### Your goal
Reproduce the forum thread on matted hair below word for word, from its title to its final line.

##### Document excerpt

# Matted hair



## Mcx (Mar 20, 2018)

Hello,
We use a harness on our puppy and just noticed his hair underneath his harness has become matted. I’d like to ask for any tips on how to detangle my puppy’s matted hair. If we bring him to the groomer they’ll just probably shave all his hair and I don’t want that to happen as much as possible. Any help would be appreciated. Thank you!


----------



## sherry (Jan 4, 2013)

It's not easy! It takes a wood brush and then a flea comb to totally get the matts out. And they need combed daily. I just got back from vacation and gave instructions, but got back to my girl being very matted. It is a daily thing. You cannot miss a day.


----------



## Aviannah's Mom (Apr 28, 2017)

I agree with Sherry that brushing and combing is needed daily if at all possible! :thumbsup: I do however :blush: let Aviannah have one day off a week from grooming, I think all girls need a pj-no makeup-messy hair day or a non-groom day! :w00t: I use a pin brush, wooden brush and a comb and groom with a leave conditioner sprayed onto the brush. I only put a harness on her though when I have to since she has long hair. :thumbsup:


----------



## wkomorow (Aug 26, 2011)

##########
##### Extracted entries

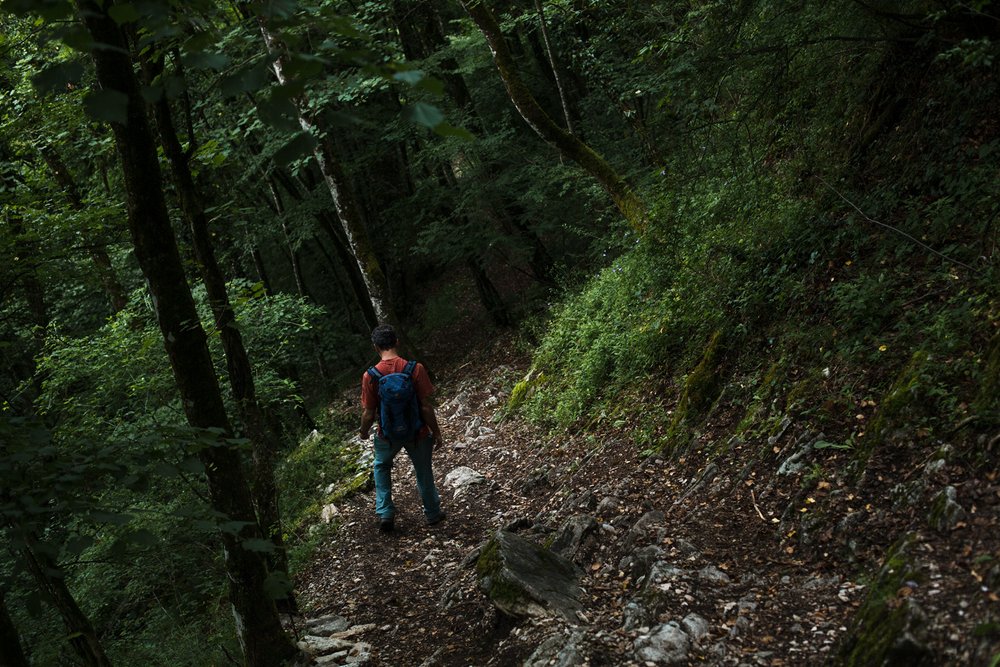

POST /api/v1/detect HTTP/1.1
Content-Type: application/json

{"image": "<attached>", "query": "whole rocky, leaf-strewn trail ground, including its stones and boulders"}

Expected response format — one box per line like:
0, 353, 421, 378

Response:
297, 342, 1000, 666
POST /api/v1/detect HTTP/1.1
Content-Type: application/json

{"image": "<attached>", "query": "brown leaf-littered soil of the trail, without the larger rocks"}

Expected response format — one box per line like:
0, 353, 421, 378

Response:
297, 332, 1000, 665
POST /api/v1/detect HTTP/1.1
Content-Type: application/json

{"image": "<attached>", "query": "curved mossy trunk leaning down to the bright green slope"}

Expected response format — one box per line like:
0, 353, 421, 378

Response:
461, 0, 647, 232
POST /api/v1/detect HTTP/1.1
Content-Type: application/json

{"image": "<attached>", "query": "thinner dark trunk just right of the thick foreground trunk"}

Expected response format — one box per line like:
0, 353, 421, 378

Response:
140, 48, 296, 612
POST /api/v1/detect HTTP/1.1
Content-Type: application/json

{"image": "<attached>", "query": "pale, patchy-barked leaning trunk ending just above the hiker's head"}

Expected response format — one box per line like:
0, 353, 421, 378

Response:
257, 17, 404, 328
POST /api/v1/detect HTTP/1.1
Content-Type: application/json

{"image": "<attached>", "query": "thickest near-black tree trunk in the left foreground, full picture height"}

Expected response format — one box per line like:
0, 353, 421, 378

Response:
77, 0, 297, 667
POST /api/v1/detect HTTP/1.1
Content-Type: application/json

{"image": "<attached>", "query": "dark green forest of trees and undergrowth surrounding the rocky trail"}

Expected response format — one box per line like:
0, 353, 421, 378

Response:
0, 0, 1000, 665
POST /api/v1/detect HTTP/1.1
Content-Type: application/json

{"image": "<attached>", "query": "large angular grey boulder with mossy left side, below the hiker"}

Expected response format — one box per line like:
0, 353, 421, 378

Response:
476, 530, 583, 622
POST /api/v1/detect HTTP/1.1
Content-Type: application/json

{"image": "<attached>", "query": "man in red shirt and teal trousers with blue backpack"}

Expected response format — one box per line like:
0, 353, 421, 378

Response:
361, 324, 445, 533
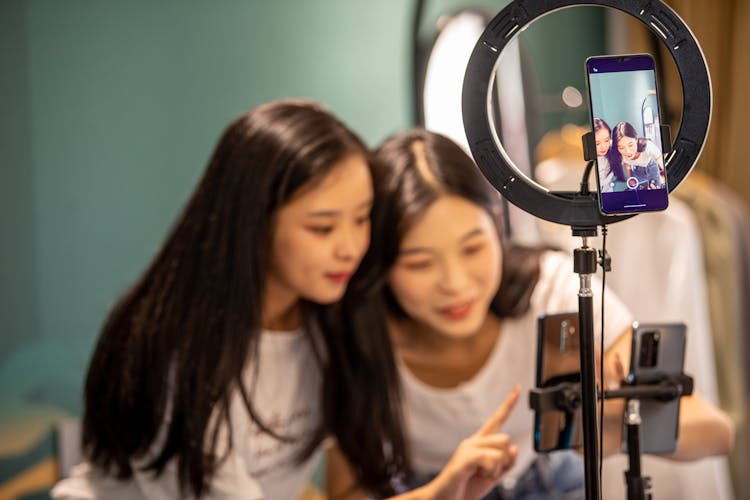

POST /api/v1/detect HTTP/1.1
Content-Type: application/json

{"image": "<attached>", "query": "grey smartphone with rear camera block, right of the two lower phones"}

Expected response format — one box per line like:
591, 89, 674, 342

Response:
622, 323, 687, 454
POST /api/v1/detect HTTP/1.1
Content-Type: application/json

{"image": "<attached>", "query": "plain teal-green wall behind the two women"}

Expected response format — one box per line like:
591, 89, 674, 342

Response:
0, 0, 604, 494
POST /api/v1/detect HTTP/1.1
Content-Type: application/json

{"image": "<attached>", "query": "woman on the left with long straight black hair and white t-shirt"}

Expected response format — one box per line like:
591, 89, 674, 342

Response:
52, 100, 524, 500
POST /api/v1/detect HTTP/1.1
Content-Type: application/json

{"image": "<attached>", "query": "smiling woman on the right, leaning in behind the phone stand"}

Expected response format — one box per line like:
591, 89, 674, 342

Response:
328, 130, 732, 499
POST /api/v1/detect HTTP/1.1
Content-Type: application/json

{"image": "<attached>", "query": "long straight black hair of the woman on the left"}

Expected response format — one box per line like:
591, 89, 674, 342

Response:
83, 100, 406, 496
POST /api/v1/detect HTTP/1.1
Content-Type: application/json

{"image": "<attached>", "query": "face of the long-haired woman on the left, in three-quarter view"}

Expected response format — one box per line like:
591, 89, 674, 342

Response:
267, 154, 373, 304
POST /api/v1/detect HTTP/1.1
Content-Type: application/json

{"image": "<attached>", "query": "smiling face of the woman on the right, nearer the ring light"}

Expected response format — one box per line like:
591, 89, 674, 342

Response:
389, 195, 502, 338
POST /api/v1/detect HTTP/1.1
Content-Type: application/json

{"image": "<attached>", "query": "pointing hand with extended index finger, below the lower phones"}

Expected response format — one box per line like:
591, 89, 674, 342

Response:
420, 386, 520, 500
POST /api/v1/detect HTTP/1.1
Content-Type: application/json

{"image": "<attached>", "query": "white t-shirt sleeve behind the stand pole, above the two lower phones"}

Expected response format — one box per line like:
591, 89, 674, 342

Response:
531, 252, 633, 348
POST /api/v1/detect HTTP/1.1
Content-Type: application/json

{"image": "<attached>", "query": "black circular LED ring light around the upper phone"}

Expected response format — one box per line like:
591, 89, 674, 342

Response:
462, 0, 711, 227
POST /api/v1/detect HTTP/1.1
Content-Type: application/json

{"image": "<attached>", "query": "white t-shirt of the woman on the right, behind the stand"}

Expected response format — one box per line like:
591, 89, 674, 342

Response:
398, 252, 632, 486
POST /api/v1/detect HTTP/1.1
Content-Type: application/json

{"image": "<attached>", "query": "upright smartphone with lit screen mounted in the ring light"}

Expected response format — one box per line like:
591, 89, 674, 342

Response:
586, 54, 669, 215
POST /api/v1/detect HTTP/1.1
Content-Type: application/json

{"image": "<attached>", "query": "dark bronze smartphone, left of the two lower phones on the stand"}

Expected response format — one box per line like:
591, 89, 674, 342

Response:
534, 312, 583, 452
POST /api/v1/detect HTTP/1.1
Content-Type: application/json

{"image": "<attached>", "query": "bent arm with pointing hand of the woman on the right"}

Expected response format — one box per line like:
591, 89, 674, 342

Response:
326, 387, 519, 500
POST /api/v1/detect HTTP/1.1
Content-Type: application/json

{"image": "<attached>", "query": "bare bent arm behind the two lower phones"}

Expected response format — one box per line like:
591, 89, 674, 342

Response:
602, 328, 734, 461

##########

### Solved problem
# Matted hair



## Mcx (Mar 20, 2018)

Hello,
We use a harness on our puppy and just noticed his hair underneath his harness has become matted. I’d like to ask for any tips on how to detangle my puppy’s matted hair. If we bring him to the groomer they’ll just probably shave all his hair and I don’t want that to happen as much as possible. Any help would be appreciated. Thank you!


----------



## sherry (Jan 4, 2013)

It's not easy! It takes a wood brush and then a flea comb to totally get the matts out. And they need combed daily. I just got back from vacation and gave instructions, but got back to my girl being very matted. It is a daily thing. You cannot miss a day.


----------



## Aviannah's Mom (Apr 28, 2017)

I agree with Sherry that brushing and combing is needed daily if at all possible! :thumbsup: I do however :blush: let Aviannah have one day off a week from grooming, I think all girls need a pj-no makeup-messy hair day or a non-groom day! :w00t: I use a pin brush, wooden brush and a comb and groom with a leave conditioner sprayed onto the brush. I only put a harness on her though when I have to since she has long hair. :thumbsup:


----------



## wkomorow (Aug 26, 2011)